Under this task are some entries; return every one of them exactly.

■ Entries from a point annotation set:
++++++++++
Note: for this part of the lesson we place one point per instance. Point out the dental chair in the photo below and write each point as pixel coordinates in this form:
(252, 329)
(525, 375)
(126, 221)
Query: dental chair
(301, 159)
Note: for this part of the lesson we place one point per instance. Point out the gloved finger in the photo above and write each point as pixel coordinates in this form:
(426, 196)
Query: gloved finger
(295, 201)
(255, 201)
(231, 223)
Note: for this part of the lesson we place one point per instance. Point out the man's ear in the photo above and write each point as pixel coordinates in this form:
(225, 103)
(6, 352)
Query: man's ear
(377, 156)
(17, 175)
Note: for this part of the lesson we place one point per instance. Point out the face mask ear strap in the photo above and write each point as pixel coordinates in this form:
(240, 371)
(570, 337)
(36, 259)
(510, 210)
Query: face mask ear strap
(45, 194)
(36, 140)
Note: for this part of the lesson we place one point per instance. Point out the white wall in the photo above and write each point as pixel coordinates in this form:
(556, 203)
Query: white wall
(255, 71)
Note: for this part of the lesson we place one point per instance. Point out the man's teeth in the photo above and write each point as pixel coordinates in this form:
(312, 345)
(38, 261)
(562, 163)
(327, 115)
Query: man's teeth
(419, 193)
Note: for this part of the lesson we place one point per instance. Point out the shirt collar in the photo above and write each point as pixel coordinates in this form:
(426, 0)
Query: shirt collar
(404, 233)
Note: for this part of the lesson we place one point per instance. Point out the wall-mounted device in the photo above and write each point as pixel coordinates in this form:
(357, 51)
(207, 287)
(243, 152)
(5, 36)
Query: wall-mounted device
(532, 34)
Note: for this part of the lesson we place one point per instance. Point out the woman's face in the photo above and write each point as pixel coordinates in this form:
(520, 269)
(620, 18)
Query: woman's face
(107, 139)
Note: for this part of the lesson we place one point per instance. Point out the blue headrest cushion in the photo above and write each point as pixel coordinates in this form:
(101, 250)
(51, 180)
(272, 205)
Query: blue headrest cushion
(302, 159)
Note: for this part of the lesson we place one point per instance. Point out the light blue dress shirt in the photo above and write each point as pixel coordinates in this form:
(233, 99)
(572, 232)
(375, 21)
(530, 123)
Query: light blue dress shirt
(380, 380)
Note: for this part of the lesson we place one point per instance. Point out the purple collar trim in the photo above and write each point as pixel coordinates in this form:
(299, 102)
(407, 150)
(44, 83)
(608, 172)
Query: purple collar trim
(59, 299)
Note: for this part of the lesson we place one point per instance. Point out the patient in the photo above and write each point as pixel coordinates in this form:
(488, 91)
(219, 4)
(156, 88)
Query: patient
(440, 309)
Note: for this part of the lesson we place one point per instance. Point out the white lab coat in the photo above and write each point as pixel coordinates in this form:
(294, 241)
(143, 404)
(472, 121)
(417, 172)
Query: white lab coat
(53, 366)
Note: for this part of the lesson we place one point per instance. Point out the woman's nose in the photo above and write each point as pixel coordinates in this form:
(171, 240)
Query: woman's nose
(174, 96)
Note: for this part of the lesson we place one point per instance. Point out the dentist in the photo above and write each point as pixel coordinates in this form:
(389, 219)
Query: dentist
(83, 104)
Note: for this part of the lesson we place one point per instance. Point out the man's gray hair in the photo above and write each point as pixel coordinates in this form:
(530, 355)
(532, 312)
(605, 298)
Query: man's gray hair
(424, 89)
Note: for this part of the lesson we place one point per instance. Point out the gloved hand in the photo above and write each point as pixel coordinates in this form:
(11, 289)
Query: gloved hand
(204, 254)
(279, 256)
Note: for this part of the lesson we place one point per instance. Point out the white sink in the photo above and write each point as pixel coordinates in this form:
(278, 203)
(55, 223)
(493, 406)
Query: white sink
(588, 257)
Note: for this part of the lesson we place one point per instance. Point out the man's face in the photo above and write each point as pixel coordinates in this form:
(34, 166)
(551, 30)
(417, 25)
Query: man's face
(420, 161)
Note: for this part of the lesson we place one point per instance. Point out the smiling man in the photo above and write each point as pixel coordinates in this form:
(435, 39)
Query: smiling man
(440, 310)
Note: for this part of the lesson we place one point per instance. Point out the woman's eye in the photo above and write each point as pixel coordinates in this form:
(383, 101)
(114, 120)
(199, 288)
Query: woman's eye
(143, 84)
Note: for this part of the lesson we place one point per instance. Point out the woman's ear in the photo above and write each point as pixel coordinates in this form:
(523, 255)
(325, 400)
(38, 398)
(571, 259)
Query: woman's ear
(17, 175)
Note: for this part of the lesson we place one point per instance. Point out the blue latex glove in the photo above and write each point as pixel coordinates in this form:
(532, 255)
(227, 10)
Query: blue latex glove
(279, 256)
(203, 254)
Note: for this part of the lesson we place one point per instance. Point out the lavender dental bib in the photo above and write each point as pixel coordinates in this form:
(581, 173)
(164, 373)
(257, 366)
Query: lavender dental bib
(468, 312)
++++++++++
■ Task answer:
Note: for this part of the lesson we place one point per instance. Point out the dental chair in the photo below and write each point as pixel coordinates in this form:
(252, 329)
(525, 375)
(126, 221)
Query: dental chair
(301, 159)
Note: for this part of the lesson we place one point per instance. Point out the gloved finger in the photo above and write each point as pixel coordinates in this form:
(426, 196)
Query: gloved finger
(295, 201)
(255, 201)
(231, 223)
Note: for this part of the lesson we place one point per instance. Point out the man's ear in the photo above and write each point as pixel coordinates in this form:
(225, 103)
(6, 352)
Query: man's ear
(377, 156)
(17, 175)
Note: for this part of the lesson we place one point per instance. Point out the face mask ear strap in the photo above and write each point as pixel coordinates in this form:
(240, 371)
(570, 337)
(36, 259)
(510, 210)
Query: face mask ear strap
(45, 194)
(36, 140)
Note: for this part of the lesson we place one point per instance. Point out the white wall in the photo above and write each point as pixel coordinates in this form:
(556, 203)
Query: white wall
(255, 71)
Note: for this part of the lesson we place one point per instance. Point out the man's teeth in the photo above and write each point as pixel coordinates in this form:
(312, 345)
(38, 261)
(562, 163)
(327, 115)
Query: man's teeth
(419, 193)
Note: for this part of the lesson we place one point per instance. Point out the shirt collar in the photo above and write each point as pixel coordinates in this form:
(426, 0)
Query: shirt collar
(404, 233)
Note: for this part of the lesson we place one point per instance. Point out the wall-mounted device in the photo above and write each point as pixel coordinates in this form:
(357, 51)
(207, 287)
(243, 152)
(5, 36)
Query: wall-mounted device
(532, 34)
Note: for this part of the lesson we place one point per instance. Point out the woman's face in the photo above and write each point as pixel coordinates in this form:
(520, 269)
(620, 18)
Query: woman's face
(107, 139)
Note: for this part of the lesson we place one point per instance. Point out the blue headrest cushion in the photo above and write each point as pixel coordinates in this form:
(101, 250)
(51, 180)
(272, 205)
Query: blue headrest cushion
(302, 159)
Note: for this part of the lesson we place one point per instance. Point out the light blue dress shirt in the photo above and write each point as pixel coordinates in this form:
(233, 99)
(572, 232)
(375, 21)
(530, 123)
Query: light blue dress shirt
(380, 380)
Note: for this part of the lesson we place one point per instance. Point out the purple collar trim in the photo above and write each point as pixel coordinates in this form:
(299, 102)
(407, 150)
(44, 83)
(608, 172)
Query: purple collar trim
(59, 299)
Note: for this part of the lesson we place one point per instance. Point out the patient in the photo above and write each point as pixel coordinates in this form:
(488, 91)
(219, 4)
(156, 88)
Query: patient
(440, 309)
Note: for this part of the lesson we place one point per instance. Point out the white lab coat in the photo above and write each point as pixel coordinates in this form:
(294, 241)
(143, 404)
(472, 121)
(417, 172)
Query: white lab coat
(53, 366)
Note: for this part of the lesson we place one point per instance. Point out the woman's nose in the photo above and write each point as pixel coordinates in this form:
(171, 240)
Query: woman's nose
(174, 96)
Note: for this part of the lesson we place one point per instance. Point out the dentist in the photo above and write each point as pixel coordinates in this form:
(389, 219)
Query: dentist
(83, 104)
Note: for this part of the lesson we place one point per instance. Point out the man's gray hair in the photo above and write each point as pixel coordinates in this form:
(530, 355)
(532, 312)
(605, 298)
Query: man's gray hair
(424, 89)
Note: for this part of the lesson we place one point per instance. Point out the gloved hand in the photo above and write each point as pixel coordinates in this form:
(11, 289)
Query: gloved hand
(204, 254)
(279, 256)
Note: for this part of the lesson we place one point per instance. Point out the white sink in the photo above and write each point as pixel coordinates in this form:
(278, 203)
(55, 223)
(493, 406)
Query: white sink
(588, 257)
Note: for this part of the lesson we place one point per instance. Point out the man's face in the photo above and write each point as pixel coordinates in this form:
(34, 166)
(551, 30)
(417, 25)
Query: man's face
(420, 161)
Note: for this part of the lesson we place one point per instance. Point out the smiling man in the photo above and write each point as pixel coordinates in this form:
(435, 39)
Query: smiling man
(440, 310)
Note: for this part of the lesson we place one point per instance. Point out the woman's eye in the photo above and write each point as pixel coordinates in this form:
(383, 101)
(114, 120)
(199, 288)
Query: woman's eye
(143, 84)
Note: for this part of the lesson we place one point per instance. Point out the woman's ear in the photo above and write each point as pixel coordinates in this form:
(523, 255)
(325, 400)
(38, 398)
(571, 259)
Query: woman's ear
(17, 175)
Note: for this part of the lesson we place one point per instance. Point out the blue latex glove in the photo above and write each point as pixel coordinates in this form:
(532, 255)
(227, 10)
Query: blue latex glove
(279, 256)
(203, 254)
Note: for this part of the lesson we place one point per instance. Point out the lavender dental bib in the photo above and write each point as pixel coordinates in this form:
(581, 173)
(164, 373)
(257, 366)
Query: lavender dental bib
(468, 312)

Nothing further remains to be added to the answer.